Saved entries:

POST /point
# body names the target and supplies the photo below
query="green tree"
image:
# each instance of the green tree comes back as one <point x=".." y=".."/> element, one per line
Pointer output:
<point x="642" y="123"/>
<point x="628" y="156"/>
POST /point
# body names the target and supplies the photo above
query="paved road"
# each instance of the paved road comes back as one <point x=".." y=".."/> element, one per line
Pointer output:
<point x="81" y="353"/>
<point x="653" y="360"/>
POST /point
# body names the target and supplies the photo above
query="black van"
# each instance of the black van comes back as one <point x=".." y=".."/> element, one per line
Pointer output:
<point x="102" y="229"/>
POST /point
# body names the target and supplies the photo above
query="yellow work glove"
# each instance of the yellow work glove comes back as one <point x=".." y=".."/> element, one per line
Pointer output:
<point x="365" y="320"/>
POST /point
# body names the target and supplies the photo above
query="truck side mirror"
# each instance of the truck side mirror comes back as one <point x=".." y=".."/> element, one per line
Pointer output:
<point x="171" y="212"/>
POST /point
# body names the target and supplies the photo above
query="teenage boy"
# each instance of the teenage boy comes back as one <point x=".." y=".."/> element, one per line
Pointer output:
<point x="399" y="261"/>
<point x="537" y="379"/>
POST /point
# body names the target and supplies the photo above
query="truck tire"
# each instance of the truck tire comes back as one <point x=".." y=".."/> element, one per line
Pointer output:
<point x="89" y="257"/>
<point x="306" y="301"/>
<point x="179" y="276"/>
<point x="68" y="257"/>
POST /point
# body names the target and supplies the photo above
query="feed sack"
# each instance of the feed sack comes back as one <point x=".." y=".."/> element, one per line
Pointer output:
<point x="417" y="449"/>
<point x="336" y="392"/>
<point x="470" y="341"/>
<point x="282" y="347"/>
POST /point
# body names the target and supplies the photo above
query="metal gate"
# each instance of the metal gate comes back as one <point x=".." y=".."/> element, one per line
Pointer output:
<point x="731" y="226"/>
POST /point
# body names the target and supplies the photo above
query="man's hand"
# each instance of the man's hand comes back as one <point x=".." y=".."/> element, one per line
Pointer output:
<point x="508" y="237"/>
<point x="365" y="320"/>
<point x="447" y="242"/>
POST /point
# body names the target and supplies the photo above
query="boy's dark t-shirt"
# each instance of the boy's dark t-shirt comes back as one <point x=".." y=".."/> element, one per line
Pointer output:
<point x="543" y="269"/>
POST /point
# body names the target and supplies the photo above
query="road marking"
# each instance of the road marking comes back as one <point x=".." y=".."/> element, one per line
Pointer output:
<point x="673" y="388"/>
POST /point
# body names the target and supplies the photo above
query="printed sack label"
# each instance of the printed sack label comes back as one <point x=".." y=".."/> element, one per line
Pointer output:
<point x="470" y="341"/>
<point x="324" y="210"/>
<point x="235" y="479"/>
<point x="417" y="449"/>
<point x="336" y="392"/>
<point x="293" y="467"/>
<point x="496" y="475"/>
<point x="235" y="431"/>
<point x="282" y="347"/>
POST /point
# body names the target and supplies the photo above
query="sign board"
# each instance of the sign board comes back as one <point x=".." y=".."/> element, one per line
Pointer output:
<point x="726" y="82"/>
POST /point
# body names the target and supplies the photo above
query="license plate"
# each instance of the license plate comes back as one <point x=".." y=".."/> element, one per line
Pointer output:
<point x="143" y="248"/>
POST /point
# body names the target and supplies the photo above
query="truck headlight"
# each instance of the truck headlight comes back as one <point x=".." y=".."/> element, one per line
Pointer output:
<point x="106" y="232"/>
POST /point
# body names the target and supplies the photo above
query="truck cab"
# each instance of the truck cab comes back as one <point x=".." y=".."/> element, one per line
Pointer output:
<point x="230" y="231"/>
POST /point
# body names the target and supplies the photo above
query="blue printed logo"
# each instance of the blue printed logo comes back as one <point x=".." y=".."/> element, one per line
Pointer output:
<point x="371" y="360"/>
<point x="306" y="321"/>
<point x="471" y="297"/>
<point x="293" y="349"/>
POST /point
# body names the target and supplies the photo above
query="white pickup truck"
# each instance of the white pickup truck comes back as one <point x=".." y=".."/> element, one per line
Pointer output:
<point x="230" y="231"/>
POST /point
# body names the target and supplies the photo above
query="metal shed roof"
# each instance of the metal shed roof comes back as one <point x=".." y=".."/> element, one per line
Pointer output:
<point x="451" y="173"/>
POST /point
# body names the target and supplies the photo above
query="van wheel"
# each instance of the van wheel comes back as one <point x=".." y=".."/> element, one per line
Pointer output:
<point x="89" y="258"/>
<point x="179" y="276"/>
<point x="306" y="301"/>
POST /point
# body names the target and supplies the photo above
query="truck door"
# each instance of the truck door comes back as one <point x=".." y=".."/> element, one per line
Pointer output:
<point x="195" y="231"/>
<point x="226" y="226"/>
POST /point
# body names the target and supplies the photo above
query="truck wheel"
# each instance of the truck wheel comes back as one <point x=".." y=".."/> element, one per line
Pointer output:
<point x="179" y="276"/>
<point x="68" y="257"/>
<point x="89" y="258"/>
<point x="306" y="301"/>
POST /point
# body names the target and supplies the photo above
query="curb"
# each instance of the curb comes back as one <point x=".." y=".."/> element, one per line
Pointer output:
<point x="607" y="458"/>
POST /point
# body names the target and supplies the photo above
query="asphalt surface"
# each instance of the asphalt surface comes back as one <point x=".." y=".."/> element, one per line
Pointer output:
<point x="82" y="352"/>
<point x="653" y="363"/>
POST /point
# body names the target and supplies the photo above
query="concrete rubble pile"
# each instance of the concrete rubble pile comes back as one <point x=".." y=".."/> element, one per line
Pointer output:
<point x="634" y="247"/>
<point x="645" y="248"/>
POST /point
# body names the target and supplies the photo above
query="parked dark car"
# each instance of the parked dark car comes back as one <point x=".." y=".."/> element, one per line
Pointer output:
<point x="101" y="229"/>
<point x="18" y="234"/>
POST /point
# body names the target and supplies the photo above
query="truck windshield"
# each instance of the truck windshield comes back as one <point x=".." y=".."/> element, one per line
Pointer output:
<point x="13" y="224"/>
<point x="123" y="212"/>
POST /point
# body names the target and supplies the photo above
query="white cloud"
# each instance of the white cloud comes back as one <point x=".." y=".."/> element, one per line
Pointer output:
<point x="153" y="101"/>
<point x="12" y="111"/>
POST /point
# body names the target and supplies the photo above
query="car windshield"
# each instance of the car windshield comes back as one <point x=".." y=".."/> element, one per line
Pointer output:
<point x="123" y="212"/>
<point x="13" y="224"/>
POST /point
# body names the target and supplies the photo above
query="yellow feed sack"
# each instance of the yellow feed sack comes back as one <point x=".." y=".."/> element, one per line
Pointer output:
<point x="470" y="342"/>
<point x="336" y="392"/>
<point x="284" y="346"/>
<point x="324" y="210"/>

## THE PROBLEM:
Apply a filter for "curb" to the data above, then copy each line that matches.

## RESPONSE:
query="curb"
# each instance of the curb comes back as one <point x=".." y=".."/> element, one per line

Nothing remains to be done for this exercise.